(Stored data entries)
# # #

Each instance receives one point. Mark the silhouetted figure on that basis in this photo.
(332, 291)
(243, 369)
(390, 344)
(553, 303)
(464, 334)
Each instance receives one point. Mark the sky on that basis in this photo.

# # #

[Instructions for the task]
Nothing in the data should be left out when you retype it exactly.

[Solution to this task]
Each instance receives one point. Mark the silhouetted figure on that basis in this photo.
(332, 291)
(243, 369)
(390, 344)
(553, 303)
(464, 334)
Each instance receives one point. Mark the sky on that basis in this photo.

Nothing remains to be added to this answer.